**Exercise data**
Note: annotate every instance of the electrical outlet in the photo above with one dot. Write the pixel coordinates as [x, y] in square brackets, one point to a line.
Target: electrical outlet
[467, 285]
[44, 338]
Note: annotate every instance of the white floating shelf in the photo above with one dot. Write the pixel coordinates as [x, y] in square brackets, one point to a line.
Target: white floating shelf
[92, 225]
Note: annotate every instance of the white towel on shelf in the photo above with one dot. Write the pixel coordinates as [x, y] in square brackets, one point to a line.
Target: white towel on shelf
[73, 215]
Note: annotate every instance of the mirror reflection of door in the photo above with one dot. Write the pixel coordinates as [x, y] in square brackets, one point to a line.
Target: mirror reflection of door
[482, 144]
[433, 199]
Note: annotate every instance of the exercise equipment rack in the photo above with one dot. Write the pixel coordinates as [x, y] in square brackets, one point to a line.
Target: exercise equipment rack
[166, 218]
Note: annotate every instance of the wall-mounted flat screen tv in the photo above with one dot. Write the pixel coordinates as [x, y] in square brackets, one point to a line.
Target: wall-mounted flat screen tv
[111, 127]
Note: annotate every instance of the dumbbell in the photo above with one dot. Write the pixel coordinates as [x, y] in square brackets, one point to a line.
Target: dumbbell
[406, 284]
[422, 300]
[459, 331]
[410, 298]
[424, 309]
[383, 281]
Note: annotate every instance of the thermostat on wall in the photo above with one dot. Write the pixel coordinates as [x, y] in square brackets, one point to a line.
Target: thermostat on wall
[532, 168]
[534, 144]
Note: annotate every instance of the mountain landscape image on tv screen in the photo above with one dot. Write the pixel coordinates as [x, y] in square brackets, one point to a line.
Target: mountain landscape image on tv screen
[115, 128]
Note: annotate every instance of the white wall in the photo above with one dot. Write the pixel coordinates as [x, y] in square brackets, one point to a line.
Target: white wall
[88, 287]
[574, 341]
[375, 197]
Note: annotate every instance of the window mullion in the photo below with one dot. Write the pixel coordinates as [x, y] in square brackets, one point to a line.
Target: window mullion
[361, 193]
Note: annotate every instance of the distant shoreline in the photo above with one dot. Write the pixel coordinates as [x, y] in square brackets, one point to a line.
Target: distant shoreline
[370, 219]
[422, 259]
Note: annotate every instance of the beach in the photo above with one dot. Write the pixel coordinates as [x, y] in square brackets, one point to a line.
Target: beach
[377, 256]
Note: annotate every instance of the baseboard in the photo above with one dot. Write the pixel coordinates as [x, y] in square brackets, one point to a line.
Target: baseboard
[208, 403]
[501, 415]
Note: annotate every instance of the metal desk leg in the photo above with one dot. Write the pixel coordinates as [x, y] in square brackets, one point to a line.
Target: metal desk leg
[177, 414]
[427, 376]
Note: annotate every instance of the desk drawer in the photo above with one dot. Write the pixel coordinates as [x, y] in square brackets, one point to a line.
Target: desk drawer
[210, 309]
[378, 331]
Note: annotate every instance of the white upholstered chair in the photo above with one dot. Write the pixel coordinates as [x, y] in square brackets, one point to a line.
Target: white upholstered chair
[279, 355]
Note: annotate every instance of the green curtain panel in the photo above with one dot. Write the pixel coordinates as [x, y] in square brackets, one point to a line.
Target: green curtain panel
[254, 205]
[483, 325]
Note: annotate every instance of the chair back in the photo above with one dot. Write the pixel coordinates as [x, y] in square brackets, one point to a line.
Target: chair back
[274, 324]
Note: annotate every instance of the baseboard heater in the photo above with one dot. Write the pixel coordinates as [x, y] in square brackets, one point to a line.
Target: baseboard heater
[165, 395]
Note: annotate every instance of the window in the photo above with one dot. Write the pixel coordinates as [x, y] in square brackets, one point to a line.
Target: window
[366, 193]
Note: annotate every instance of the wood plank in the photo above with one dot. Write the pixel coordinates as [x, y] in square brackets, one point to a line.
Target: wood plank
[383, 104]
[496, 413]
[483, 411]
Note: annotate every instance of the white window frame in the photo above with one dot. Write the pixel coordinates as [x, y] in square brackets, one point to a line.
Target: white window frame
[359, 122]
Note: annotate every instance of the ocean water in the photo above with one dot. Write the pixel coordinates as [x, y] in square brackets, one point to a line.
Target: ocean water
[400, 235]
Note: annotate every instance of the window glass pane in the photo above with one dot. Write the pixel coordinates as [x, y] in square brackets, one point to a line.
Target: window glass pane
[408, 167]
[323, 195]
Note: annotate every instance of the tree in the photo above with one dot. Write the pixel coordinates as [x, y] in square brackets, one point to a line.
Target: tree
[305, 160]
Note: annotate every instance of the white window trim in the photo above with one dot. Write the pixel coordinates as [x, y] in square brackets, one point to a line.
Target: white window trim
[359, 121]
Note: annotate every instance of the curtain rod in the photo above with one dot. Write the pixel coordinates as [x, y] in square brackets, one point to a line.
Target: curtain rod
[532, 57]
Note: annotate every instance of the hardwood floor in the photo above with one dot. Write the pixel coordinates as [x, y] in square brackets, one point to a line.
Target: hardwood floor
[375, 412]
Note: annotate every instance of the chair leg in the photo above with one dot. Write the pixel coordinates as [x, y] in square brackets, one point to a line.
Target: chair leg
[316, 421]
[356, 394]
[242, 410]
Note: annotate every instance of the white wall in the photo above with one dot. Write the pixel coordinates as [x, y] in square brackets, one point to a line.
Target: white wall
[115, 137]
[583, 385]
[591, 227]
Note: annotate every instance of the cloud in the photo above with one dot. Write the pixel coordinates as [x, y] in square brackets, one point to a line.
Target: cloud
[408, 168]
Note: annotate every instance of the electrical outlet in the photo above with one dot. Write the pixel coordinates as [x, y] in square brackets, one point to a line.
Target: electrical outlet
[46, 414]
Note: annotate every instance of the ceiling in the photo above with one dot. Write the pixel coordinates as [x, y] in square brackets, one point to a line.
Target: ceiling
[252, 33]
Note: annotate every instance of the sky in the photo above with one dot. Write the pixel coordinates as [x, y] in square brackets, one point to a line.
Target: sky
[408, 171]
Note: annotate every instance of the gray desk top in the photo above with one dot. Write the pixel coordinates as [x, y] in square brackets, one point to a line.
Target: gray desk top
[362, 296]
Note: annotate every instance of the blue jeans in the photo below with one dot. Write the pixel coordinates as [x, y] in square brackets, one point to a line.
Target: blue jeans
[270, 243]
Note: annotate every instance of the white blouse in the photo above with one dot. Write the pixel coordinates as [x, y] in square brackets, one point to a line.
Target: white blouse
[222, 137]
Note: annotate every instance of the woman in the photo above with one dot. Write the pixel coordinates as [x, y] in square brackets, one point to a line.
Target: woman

**Your objective**
So that nothing is lost, restate all the material word for word.

**Completed exercise**
Note: annotate every instance of the electrical outlet in the photo above with one dot. Write the pixel coordinates as [x, y] in square brackets, one point to a line.
Target: electrical outlet
[467, 285]
[44, 338]
Note: annotate every instance of the white floating shelf in the photo above with one dot. Write the pixel coordinates as [x, y] in square brackets, one point to a line.
Target: white floating shelf
[92, 225]
Note: annotate every instance of the white towel on shelf in the photo above with one dot. Write the pixel coordinates as [x, y] in square brackets, one point to a line.
Target: white towel on shelf
[73, 215]
Note: annotate every instance of the mirror reflection of door in the photo above with one dot. Write the pixel coordinates as [x, y] in square brackets, one point to a line.
Target: mirror reflection of door
[482, 144]
[433, 199]
Note: annotate every instance of the exercise equipment rack in the photo above with one dot. Write the pixel coordinates as [x, y] in square brackets, one point to a line.
Target: exercise equipment rack
[166, 218]
Note: annotate every instance of the wall-mounted flat screen tv in the photo above with one dot. Write the pixel coordinates as [x, y] in square brackets, one point to a line.
Target: wall-mounted flat screen tv
[111, 127]
Note: annotate every instance of the dumbbell in the photo above with one dot. Write the pixel coordinates as [x, y] in square brackets, one point to a line.
Target: dumbbell
[406, 284]
[422, 300]
[459, 331]
[410, 298]
[424, 309]
[383, 281]
Note: annotate every instance of the thermostat on wall in the photo above with one dot. Write the pixel coordinates as [x, y] in square brackets, one point to a line.
Target: thermostat on wall
[532, 168]
[534, 144]
Note: annotate every instance of the mountain landscape image on tv screen in the photo above with one dot. Write the pixel coordinates as [x, y] in square brackets, one point to a line.
Target: mountain landscape image on tv screen
[115, 128]
Note: annotate every instance of the white wall in the photo above with one dot. Write the pixel coordinates as [x, y] in square brackets, one point to a line.
Target: white wall
[88, 287]
[574, 341]
[375, 197]
Note: annotate every instance of the window mullion in the photo below with one dot. Write the pixel coordinates as [x, y] in square brackets, one point to a line.
Target: window mullion
[361, 193]
Note: annotate every instance of the distant shoreline in the photo above with one dot. Write the pixel coordinates as [x, y] in square brackets, one point to a line.
Target: distant shoreline
[370, 219]
[422, 259]
Note: annotate every instance of the beach in the photo above with one dot. Write the pixel coordinates as [x, y] in square brackets, one point to a line.
Target: beach
[377, 256]
Note: annotate every instance of the baseboard in the photo above with one dot. Write the pixel coordinates as [x, y] in square brackets, one point to a line.
Target: baseboard
[208, 403]
[501, 415]
Note: annotate every instance of the metal desk leg in the photo above with one dot. Write the pixel coordinates as [x, y] in square brackets, one point to a line.
Target: metal desk leg
[177, 414]
[427, 376]
Note: annotate every instance of the desk drawer in the photo above with one dot. Write the pixel coordinates as [x, y] in square brackets, one point to a line.
Target: desk drawer
[210, 309]
[378, 331]
Note: annotate every instance of the white upholstered chair in the photo above with one dot. Write the pixel coordinates as [x, y] in square brackets, one point to a line.
Target: white upholstered chair
[279, 355]
Note: annotate every instance of the green curtain panel in the photo above with one dot. Write the pixel coordinates as [x, y] in square brackets, one point to a line.
Target: green curtain panel
[254, 205]
[483, 325]
Note: annotate every instance of the chair back in the photo above with one dot. Write the pixel coordinates as [x, y] in square brackets, one point to a line.
Target: chair back
[274, 324]
Note: annotate every instance of the baseboard heater in the photo above with one dot. Write the pixel coordinates as [x, y] in square brackets, one point to a line.
Target: baseboard heater
[165, 395]
Note: annotate every instance of the window in the photo above with one dot. Write the pixel coordinates as [x, y] in square brackets, one point to a line.
Target: window
[366, 193]
Note: annotate every instance of the wood plank in the photo above with one dot. Write the pixel coordinates as [x, y] in square brackets, one point to a line.
Target: wood plank
[383, 104]
[496, 413]
[483, 411]
Note: annotate every instance of the white window frame in the photo above with one dot. Write the pixel coordinates as [x, y] in square brackets, one point to a line.
Target: white window frame
[359, 122]
Note: annotate every instance of the ocean water in the photo above with one dot. Write the pixel coordinates as [x, y] in square brackets, one point to a line.
Target: ocean water
[400, 235]
Note: annotate every instance of the window glass pane in the photo above with one dot. Write the pixel coordinates as [x, y] in square brackets, one point to a line.
Target: window glass pane
[408, 167]
[323, 195]
Note: annotate every instance of the tree in the photo above with one dot. Write the pixel coordinates as [x, y] in square brackets, one point to a line.
Target: tree
[305, 160]
Note: annotate every instance of the white window trim in the photo above with one dot. Write the pixel coordinates as [x, y] in square brackets, one point to a line.
Target: white window trim
[359, 121]
Note: annotate every instance of the curtain rod in the photo above with one dot. Write the pixel coordinates as [x, y] in square brackets, one point to a line.
Target: curtain rod
[532, 57]
Note: annotate every instance of the hardwood floor in the photo above with one dot. Write the pixel coordinates as [x, y] in square brackets, one point to a line.
Target: hardwood floor
[375, 412]
Note: annotate every instance of the chair leg in the photo above with one dot. Write the pixel coordinates as [x, y] in square brackets, one point to a line.
Target: chair leg
[316, 421]
[356, 394]
[242, 410]
Note: annotate every instance of the white wall in the photo above with one dot. Write the pixel coordinates as [x, y] in square brackets, one point to a line.
Target: white wall
[115, 137]
[583, 385]
[591, 227]
Note: annotate every instance of the cloud in the photo above with one dot. Write the pixel coordinates as [x, y] in square brackets, one point to a line.
Target: cloud
[408, 168]
Note: annotate every instance of the electrical outlet in the photo above with one dot. Write the pixel coordinates as [x, y] in square brackets, one point to a line.
Target: electrical outlet
[46, 414]
Note: annotate every instance of the ceiling in the photo above with one dot. Write the pixel coordinates as [x, y] in square brackets, one point to a line.
Target: ceiling
[252, 33]
Note: annotate every instance of the sky in the photo above with one dot. Write the pixel coordinates as [x, y] in square brackets, one point to a line.
Target: sky
[408, 171]
Note: annotate every instance of the gray desk top in the photo above with one dot. Write the pixel coordinates as [x, y] in square brackets, one point to a line.
Target: gray desk top
[362, 296]
Note: annotate every instance of the blue jeans in the photo below with one dot. Write the pixel coordinates as [x, y] in square brackets, one point to a line.
Target: blue jeans
[270, 243]
Note: annotate every instance of the white blouse in the photo above with one dot. Write the pixel coordinates as [x, y] in square brackets, one point to a line.
Target: white blouse
[222, 137]
Note: annotate every instance of the woman in the photo above with one dot. Write the pixel coordinates as [x, y] in square brackets, one point to a line.
Target: woman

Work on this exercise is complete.